▸ Dataset content

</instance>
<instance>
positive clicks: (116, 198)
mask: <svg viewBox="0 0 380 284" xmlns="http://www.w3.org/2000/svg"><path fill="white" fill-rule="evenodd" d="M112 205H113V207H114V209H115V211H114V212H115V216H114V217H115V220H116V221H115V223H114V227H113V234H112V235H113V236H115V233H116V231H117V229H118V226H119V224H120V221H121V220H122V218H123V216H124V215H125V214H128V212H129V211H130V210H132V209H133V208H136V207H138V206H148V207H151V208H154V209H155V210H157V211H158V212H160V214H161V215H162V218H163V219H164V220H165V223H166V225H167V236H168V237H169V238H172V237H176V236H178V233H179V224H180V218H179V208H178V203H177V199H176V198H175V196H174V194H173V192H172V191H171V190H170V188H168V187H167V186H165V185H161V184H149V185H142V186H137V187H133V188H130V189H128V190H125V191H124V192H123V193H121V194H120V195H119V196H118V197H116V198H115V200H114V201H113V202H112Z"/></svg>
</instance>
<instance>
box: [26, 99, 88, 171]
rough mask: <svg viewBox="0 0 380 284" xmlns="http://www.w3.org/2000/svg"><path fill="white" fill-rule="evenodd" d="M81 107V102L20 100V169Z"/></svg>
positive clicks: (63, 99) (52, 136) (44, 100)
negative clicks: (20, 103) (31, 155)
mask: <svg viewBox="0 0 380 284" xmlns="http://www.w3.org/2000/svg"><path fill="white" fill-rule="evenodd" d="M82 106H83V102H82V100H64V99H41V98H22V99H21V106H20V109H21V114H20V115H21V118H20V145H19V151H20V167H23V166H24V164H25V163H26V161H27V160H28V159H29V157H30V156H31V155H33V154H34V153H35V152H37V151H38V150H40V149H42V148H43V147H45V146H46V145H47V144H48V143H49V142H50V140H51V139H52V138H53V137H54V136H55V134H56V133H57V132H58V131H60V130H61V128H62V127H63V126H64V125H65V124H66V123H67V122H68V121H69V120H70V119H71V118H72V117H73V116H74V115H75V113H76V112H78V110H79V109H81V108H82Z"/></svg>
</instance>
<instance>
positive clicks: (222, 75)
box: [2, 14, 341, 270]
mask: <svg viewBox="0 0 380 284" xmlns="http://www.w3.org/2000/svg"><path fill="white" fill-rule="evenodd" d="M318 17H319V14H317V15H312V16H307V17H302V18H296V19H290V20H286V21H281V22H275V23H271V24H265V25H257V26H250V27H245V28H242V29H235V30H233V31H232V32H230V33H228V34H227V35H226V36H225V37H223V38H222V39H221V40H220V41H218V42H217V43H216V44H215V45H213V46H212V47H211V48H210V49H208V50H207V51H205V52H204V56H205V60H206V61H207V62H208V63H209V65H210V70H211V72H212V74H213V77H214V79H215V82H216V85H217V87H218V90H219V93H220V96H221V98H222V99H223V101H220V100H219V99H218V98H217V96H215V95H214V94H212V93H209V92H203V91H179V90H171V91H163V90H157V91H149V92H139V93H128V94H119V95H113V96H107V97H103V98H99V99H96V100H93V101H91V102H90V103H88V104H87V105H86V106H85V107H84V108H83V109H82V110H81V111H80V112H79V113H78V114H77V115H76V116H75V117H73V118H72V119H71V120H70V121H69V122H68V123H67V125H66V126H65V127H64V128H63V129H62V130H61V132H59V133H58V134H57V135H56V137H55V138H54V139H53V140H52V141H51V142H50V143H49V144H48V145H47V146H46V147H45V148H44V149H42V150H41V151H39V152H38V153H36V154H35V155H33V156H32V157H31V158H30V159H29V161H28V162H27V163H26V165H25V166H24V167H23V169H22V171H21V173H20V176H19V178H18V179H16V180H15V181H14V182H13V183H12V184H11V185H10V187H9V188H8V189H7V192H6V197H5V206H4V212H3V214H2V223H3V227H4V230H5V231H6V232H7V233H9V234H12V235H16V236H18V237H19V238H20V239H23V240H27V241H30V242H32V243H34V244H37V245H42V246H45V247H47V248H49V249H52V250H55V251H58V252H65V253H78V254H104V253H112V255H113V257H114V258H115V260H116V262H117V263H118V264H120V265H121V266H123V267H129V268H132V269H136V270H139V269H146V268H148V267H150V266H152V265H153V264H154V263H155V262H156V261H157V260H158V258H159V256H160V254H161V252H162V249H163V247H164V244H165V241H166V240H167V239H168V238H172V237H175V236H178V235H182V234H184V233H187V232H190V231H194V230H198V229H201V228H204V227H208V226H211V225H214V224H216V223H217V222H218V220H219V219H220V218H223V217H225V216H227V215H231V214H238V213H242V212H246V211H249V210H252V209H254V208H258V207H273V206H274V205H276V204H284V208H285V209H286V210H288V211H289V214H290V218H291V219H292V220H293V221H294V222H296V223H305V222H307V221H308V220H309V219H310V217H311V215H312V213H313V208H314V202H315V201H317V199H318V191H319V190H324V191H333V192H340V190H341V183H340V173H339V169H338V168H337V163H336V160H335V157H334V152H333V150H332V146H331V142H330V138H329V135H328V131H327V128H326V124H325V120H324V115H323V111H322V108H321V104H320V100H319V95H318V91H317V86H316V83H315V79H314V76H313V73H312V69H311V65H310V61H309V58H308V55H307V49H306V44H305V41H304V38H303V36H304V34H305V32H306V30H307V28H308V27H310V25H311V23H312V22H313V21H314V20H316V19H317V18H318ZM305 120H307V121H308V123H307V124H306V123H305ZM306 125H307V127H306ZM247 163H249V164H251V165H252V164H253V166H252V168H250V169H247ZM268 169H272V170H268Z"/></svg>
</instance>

▸ Problem requirements
Out of the records, collect only those lines that contain the string "clicks".

▸ Task result
positive clicks: (116, 198)
positive clicks: (63, 99) (52, 136) (44, 100)
negative clicks: (20, 103) (31, 155)
positive clicks: (222, 75)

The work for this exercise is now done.